[Work instruction]
Reproduce each of the following records without any deviation.

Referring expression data
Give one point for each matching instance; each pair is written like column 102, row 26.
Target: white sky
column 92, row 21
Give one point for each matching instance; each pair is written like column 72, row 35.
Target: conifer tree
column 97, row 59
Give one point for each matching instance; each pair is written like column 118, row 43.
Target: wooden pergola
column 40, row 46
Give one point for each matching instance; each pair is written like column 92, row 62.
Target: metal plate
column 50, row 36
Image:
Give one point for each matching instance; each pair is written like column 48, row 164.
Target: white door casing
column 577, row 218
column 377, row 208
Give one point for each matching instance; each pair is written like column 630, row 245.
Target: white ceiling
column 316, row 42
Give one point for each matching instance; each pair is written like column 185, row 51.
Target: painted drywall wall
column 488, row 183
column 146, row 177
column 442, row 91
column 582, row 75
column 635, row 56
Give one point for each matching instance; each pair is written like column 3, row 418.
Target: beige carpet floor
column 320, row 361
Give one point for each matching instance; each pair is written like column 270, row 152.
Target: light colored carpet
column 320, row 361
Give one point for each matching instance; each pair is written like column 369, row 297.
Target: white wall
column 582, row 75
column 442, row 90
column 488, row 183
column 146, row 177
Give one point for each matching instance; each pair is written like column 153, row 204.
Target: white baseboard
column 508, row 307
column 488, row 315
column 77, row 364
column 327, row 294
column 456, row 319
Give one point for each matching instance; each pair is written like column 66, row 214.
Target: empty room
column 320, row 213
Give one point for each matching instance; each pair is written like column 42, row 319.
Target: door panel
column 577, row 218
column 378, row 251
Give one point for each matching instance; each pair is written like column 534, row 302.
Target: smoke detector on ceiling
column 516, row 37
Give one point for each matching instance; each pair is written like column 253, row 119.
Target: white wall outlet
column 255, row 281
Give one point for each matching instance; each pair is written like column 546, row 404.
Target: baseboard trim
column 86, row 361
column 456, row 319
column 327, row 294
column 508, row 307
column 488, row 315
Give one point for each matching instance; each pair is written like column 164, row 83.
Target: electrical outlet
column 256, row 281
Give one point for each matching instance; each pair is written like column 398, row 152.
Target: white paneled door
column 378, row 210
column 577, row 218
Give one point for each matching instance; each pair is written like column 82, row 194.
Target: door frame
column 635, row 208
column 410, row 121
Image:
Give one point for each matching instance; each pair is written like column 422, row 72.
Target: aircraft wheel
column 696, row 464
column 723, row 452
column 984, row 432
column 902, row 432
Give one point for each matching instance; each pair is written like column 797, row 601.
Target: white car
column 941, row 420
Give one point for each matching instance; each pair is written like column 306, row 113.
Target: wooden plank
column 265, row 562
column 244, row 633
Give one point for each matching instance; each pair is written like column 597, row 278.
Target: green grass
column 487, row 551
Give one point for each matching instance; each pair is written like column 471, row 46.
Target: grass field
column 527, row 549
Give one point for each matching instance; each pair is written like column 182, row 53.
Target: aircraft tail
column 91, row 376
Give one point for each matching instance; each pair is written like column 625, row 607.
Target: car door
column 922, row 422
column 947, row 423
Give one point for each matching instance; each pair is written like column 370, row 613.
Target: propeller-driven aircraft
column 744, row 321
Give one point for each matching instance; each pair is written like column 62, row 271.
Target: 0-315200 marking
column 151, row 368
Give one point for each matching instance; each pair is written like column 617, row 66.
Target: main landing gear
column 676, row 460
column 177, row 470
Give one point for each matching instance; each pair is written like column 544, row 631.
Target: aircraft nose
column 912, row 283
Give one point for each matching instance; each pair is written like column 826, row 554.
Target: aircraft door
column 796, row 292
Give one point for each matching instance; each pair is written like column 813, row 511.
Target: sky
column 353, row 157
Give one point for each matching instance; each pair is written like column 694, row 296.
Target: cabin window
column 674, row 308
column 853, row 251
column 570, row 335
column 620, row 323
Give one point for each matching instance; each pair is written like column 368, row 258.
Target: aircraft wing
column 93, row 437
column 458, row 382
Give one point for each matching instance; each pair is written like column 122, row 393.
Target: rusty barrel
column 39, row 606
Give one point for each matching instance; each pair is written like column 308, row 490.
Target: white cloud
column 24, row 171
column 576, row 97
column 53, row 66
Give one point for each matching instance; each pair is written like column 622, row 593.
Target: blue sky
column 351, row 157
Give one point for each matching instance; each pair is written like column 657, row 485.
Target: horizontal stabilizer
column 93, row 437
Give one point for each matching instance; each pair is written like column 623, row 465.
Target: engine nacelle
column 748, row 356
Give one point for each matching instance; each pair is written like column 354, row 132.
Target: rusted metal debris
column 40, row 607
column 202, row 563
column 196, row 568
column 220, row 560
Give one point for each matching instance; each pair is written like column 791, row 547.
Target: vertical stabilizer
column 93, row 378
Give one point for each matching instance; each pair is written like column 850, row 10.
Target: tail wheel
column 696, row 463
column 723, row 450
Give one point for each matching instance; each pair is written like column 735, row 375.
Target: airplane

[Written answer]
Give one point for each matching instance; each pair is written like column 102, row 26.
Target: white sky
column 92, row 21
Give one point for each matching instance; each pair is written like column 72, row 35.
Target: conifer tree
column 97, row 59
Give one point for each matching instance; each pair is written like column 118, row 43.
Target: wooden pergola
column 40, row 46
Give one point for each matching instance; each pair is written like column 92, row 62.
Target: metal plate
column 50, row 36
Image:
Give one point for each matching instance; each pair is written like column 48, row 164.
Target: white door casing
column 577, row 218
column 377, row 208
Give one point for each matching instance; each pair is written like column 630, row 245.
Target: white ceiling
column 316, row 42
Give one point for each matching instance; each pair is written like column 185, row 51.
Target: painted drywall wall
column 488, row 183
column 146, row 177
column 442, row 91
column 582, row 75
column 635, row 56
Give one point for each matching instance; each pair is written like column 3, row 418.
Target: beige carpet floor
column 320, row 361
Give one point for each matching instance; each pair is written like column 270, row 152.
Target: light colored carpet
column 320, row 361
Give one point for each matching instance; each pair is written like column 369, row 297.
Target: white wall
column 582, row 75
column 442, row 90
column 488, row 183
column 146, row 177
Give one point for each matching instance; each pair is written like column 153, row 204.
Target: white baseboard
column 508, row 307
column 488, row 315
column 77, row 364
column 327, row 294
column 456, row 319
Give one point for each matching instance; each pair is written like column 66, row 214.
Target: empty room
column 320, row 213
Give one point for each matching instance; each pair is written like column 42, row 319.
Target: door panel
column 577, row 218
column 378, row 251
Give one point for each matching instance; each pair is written like column 534, row 302.
Target: smoke detector on ceiling
column 516, row 37
Give one point for each matching instance; each pair is written like column 253, row 119.
Target: white wall outlet
column 255, row 281
Give one point for each matching instance; each pair is written like column 546, row 404.
Target: baseboard trim
column 86, row 361
column 456, row 319
column 327, row 294
column 508, row 307
column 488, row 315
Give one point for each matching instance; each pair is written like column 164, row 83.
Target: electrical outlet
column 256, row 281
Give one point for each matching instance; each pair is written like column 398, row 152.
Target: white paneled door
column 378, row 210
column 577, row 218
Give one point for each matching instance; each pair is written like column 82, row 194.
Target: door frame
column 635, row 208
column 410, row 121
Image:
Give one point for each matching instance; each pair is written like column 422, row 72.
Target: aircraft wheel
column 696, row 464
column 723, row 452
column 984, row 432
column 902, row 432
Give one point for each matching instance; each pair is written like column 797, row 601.
Target: white car
column 941, row 420
Give one point for each matching instance; each pair is written like column 306, row 113.
Target: wooden plank
column 265, row 562
column 244, row 633
Give one point for each matching instance; each pair is written like column 597, row 278.
Target: green grass
column 487, row 551
Give one point for each matching instance; each pair is written like column 471, row 46.
Target: grass field
column 527, row 549
Give one point for each matching instance; each pair is written like column 182, row 53.
Target: aircraft tail
column 91, row 376
Give one point for each matching instance; each pair is written like column 625, row 607.
Target: car door
column 922, row 422
column 947, row 423
Give one point for each matching instance; each pair is written like column 370, row 613.
Target: propeller-driven aircraft
column 744, row 321
Give one point for each matching instance; each pair is written like column 62, row 271.
Target: 0-315200 marking
column 151, row 368
Give one point for each matching instance; each pair is written like column 617, row 66.
Target: main landing gear
column 676, row 460
column 177, row 470
Give one point for each matching instance; each pair is written like column 544, row 631.
Target: aircraft nose
column 912, row 283
Give one point for each matching instance; each pair is written like column 826, row 554.
Target: aircraft door
column 796, row 292
Give one point for each matching instance; each pair is written like column 813, row 511.
Target: sky
column 353, row 157
Give one point for each matching instance; each pair is written like column 694, row 296.
Target: cabin window
column 674, row 308
column 853, row 251
column 570, row 335
column 620, row 323
Give one point for each matching instance; each pair is written like column 368, row 258.
Target: aircraft wing
column 93, row 437
column 458, row 382
Give one point for each matching instance; each pair is written like column 122, row 393.
Target: rusty barrel
column 39, row 606
Give one point for each matching instance; each pair is written like column 308, row 490.
Target: white cloud
column 24, row 171
column 576, row 97
column 53, row 66
Give one point for each matching instance; each pair is written like column 622, row 593.
Target: blue sky
column 351, row 157
Give one point for each matching instance; each pair is written like column 657, row 485.
Target: horizontal stabilizer
column 93, row 437
Give one point for each matching instance; each pair is written like column 623, row 465.
Target: engine nacelle
column 748, row 356
Give one point for each matching instance; each pair is written like column 354, row 132.
Target: rusted metal debris
column 40, row 607
column 202, row 563
column 196, row 568
column 220, row 560
Give one point for each matching instance; each pair is written like column 791, row 547.
Target: vertical stabilizer
column 93, row 378
Give one point for each matching instance; each pair is written like column 850, row 10.
Target: tail wheel
column 696, row 463
column 723, row 450
Give one point for each matching instance; each pair is written like column 735, row 375.
Target: airplane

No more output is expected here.